Lista de tarefas
**a)** Indique se cada afirmação concorda com o trecho sobre dano moral, respondendo sim ou não e citando as palavras dele que decidem a questão. (i) Segundo Moraes, o pretium doloris era admitido sem restrições nos ordenamentos de tradição romano-germânica. (ii) O art. 5º, X, da Constituição Federal assegura indenização por dano material ou moral decorrente da violação da intimidade, da vida privada, da honra e da imagem das pessoas. (iii) As parcelas rescisórias têm o mesmo caráter da indenização por dano moral.
**b)** Com base no trecho sobre dano moral, explique por que as parcelas rescisórias não servem para punir o empregador pelo dano moral causado ao trabalhador.
**c)** Retome o trecho sobre dano moral e dê continuidade ao texto a partir de sua última frase.

Trecho selecionado
Novamente observa Moraes (2009:145-146), “o chamado pretium doloris (preço da dor) era inadmissível nos ordenamentos de tradição romano-germânica, com exceção dos casos expressamente previstos pelo legislador civil”.

Era considerada impraticável a reparação do dano moral.

Considerada a forma impraticável essa reparação do dano moral, a partir daí, não mais foi praticável balancear com mais ocorrência a justificativa do pensamento habitual ou clássico, de maneira que nos tempos modernos já se encontra pacificado que o dano moral deve ser ressarcido, ou melhor, indenizado.

Nesta esteira, é que o art. 5º, X, da Constituição Federal do Brasil ergue a posição de direito fundamental o direito à indenização por danos morais, nos casos de violação determinados direitos de personalidade, no que diz, “são invioláveis a intimidade, a vida privada, a honra e a imagem das pessoas, assegurado o direito à indenização pelo dano material ou moral decorrente de sua violação”.

Um aspecto a ser destacado é que a reparação por dano moral não não equivale nem substitui os efeitos pecuniários que, por força da norma trabalhista, punem o  culpado pela rescisão contratual:

A indenização por dano moral e as parcelas rescisórias não possuem o mesmo caráter. A primeira pretende compensar o sofrimento moral. Já as parcelas rescisórias não foram instituídas por lei com tal finalidade, visando apenas a amenizar, em favor do trabalhador, as consequências patrimoniais negativas decorrentes da despedida. Não se prestam, pois, a punir o empregador pelo dano moral impingido ao trabalhador. De modo semelhante, a ofensa a direito da personalidade do empregador praticada pelo empregado que constitua justa causa para a sua despedida não afasta a possibilidade de que o empregador afore contra o obreiro uma ação buscando reparação do dano moral sofrido[27].

Dados fornecidos
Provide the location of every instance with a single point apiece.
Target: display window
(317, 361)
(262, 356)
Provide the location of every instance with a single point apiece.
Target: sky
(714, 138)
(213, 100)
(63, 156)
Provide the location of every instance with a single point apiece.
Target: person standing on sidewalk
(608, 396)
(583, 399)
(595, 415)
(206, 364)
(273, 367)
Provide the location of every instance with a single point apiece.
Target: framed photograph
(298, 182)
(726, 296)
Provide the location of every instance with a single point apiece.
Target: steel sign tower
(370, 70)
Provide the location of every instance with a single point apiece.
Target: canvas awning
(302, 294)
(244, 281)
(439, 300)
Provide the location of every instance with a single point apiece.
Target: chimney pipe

As respostas
**a)**
(i) Não: "era inadmissível nos ordenamentos de tradição romano-germânica, com exceção dos casos expressamente previstos pelo legislador civil".
(ii) Sim: "são invioláveis a intimidade, a vida privada, a honra e a imagem das pessoas, assegurado o direito à indenização pelo dano material ou moral decorrente de sua violação".
(iii) Não: "A indenização por dano moral e as parcelas rescisórias não possuem o mesmo caráter."

**b)** A lei não instituiu as parcelas rescisórias com a finalidade de compensar o sofrimento moral, que é o objetivo da indenização por dano moral. Elas visam apenas a amenizar, em favor do trabalhador, as consequências patrimoniais negativas decorrentes da despedida.

**c)**
Ao final, percebe-se que, mesmo não sendo provocado de forma direta o dano moral, o empresário pode vir a responder por seus adventos, até mesmo quando a conduta lesiva é praticada por empregado contra os próprios colegas de trabalho ou eventualmente a agressão contra o empregado provém de terceiros, desde que fique comprovada a culpa in vigilando, isto é, que a empresa não tomou as providências necessárias para a preservação de um ambiente de trabalho digno, capaz de minimizar a ocorrência de lesão a direitos de personalidade.

A tendência prevalente na jurisprudência ainda é a de considerar que a responsabilidade civil do empregador perante o seu empregado tem um caráter subjetivo, mas por conta das dificuldades que o trabalhador tem de fazer prova da culpa do empregador, o Judiciário tem se valido de presunções que invertem o ônus probandi em benefício da parte mais fraca, o que deve ser aplicado com muita cautela no que diz respeito às questões de fundo religioso, evitando-se sobrevalorizar a liberdade religiosa do empregado em detrimento da liberdade religiosa do empregador.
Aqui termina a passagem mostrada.